## Tarefa atribuída 1
Diga se cada afirmação abaixo está de acordo com o trecho sobre o pato-mergulhão, respondendo sim ou não e citando as palavras do trecho que decidem a questão: (a) existem cerca de 200 indivíduos adultos conhecidos da espécie; (b) o Parque Estadual de Águas Lindas fica a 200 quilômetros de Brasília; (c) o título de "Embaixador das Águas do Brasil" foi recebido em 2018.
## Tarefa atribuída 2
Escreva a parte seguinte do trecho sobre o pato-mergulhão, começando logo após a última frase dele.

## Trecho do documento
────────────────

A pesquisa para a preservação do pato-mergulhão (Mergus octocetaceus) é parte do Plano de Ação Nacional (PAN) para repovoar a natureza em pelo menos três locais nos quais ainda há registros da presença dessa ave – considerada sob ameaça crítica no meio ambiente do Cerrado. Há hoje somente cerca de 200 indivíduos adultos conhecidos, vivendo em regiões do Jalapão, em Tocantins, e da Serra da Canastra, em Minas Gerais, monitoradas por outras equipes, e na Chapada dos Veadeiros.
O pato-mergulhão é “Embaixador das Águas do Brasil”, título recebido no 8º Fórum Mundial da Água, em 21 de março de 2018, no Ministério do Meio Ambiente. Ele é considerado um marcador de qualidade ambiental por só existir em áreas de águas claras e puras de rios, cascatas, córregos e lagoas.
O projeto de salvamento da espécie na Chapada dos Veadeiros ocorre no Parque Estadual de Águas Lindas, a 200 quilômetros de Goiânia. É integrado por um time que tem os biólogos Gislaine Disconzi e Fernando Previdente, do Projeto Pato-mergulhão Chapada dos Veadeiros, em conjunto com o veterinário consultor do Zooparque. Auxiliados por especialistas em canoagem, os cientistas trabalham para formar casais de pato-mergulhão de diferentes regiões, visando a fortalecer a genética dos filhotes.

────────────────

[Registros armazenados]

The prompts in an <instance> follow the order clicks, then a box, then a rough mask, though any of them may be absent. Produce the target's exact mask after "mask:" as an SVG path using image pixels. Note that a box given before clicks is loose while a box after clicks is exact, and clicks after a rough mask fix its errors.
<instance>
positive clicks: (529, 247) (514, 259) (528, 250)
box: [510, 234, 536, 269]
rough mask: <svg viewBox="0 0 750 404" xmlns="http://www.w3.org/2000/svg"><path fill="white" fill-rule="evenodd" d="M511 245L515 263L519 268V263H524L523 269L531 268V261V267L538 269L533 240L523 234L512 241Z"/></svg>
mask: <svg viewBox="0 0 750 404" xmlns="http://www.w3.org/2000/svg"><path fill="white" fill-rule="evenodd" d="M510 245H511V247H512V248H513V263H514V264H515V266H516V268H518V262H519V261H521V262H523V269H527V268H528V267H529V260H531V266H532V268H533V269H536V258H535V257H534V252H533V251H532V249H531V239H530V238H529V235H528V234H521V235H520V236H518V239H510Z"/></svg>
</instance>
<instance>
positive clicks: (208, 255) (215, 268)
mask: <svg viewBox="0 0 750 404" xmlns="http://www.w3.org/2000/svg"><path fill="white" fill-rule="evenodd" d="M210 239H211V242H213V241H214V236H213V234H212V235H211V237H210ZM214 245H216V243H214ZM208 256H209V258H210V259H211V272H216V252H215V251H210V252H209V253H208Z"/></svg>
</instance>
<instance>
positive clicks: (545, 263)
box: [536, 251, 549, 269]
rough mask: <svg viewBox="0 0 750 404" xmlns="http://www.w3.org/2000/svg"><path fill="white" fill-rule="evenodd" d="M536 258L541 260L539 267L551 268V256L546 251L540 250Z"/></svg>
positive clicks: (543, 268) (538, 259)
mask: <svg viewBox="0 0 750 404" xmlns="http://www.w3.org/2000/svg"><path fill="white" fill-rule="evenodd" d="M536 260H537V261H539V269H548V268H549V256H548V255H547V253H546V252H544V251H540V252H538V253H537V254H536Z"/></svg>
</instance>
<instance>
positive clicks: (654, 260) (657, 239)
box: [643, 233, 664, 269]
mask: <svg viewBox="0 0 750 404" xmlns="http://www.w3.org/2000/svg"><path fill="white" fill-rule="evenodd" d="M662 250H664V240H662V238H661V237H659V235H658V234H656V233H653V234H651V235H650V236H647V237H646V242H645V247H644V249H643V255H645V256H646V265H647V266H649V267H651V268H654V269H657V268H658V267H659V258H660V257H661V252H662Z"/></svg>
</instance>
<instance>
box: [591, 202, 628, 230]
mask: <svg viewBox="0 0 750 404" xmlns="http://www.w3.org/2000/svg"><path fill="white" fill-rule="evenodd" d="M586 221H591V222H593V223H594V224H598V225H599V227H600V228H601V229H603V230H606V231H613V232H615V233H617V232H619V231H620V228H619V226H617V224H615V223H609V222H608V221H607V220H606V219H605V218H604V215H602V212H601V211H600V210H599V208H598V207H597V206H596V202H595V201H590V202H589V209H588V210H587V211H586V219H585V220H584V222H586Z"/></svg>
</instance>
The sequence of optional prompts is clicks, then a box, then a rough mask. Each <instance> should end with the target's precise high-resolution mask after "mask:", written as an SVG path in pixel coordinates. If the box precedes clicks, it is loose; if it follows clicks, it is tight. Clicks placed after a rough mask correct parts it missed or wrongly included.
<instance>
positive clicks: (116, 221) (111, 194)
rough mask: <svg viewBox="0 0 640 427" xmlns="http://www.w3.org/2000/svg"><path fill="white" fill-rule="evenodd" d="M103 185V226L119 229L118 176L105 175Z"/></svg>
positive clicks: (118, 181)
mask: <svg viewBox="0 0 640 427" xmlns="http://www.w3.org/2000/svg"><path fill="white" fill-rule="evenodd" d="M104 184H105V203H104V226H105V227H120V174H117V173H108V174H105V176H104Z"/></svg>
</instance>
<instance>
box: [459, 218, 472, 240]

────────────────

## Resposta da tarefa 1
(a) Sim: “Há hoje somente cerca de 200 indivíduos adultos conhecidos”.
(b) Não: “a 200 quilômetros de Goiânia”.
(c) Sim: “em 21 de março de 2018”.

## Resposta da tarefa 2
“Coletamos seis ovos de dois ninhos na Chapada”, comemorou o veterinário logo que chegou a São Paulo, ainda a caminho de Itatiba. Para alcançar um dos locais da coleta, ele e Previdente desceram, pendurados por cordas, por uma parede de cerca de 30 metros até o ninho, feito em um buraco a quase 4 metros acima do nível da água. Esse sítio reprodutivo estava sendo monitorado pela equipe havia meses.
“A gente tem 40 minutos para acessar o ninho quando a mãe deixa o local para se alimentar”, relatou o veterinário. Para retirar os ovos, ele usou um braço mecânico de plástico duro, com uma mãozinha, para alcançar o fundo do buraco e evitar o toque humano no ninho. A operação tem de terminar antes de a pata retornar do almoço para que ela não abandone os demais ovos que ficam no ninho.
Marrento
O mergulhão parece ser um pato marrento, admitiu o pesquisador. Ele é diferente de seus primos de bico chato. Tem um bico fino, com “dentinhos”, uma serrilha que facilita a pesca. Só vive em água transparente para poder ver o alimento e é muito arisco.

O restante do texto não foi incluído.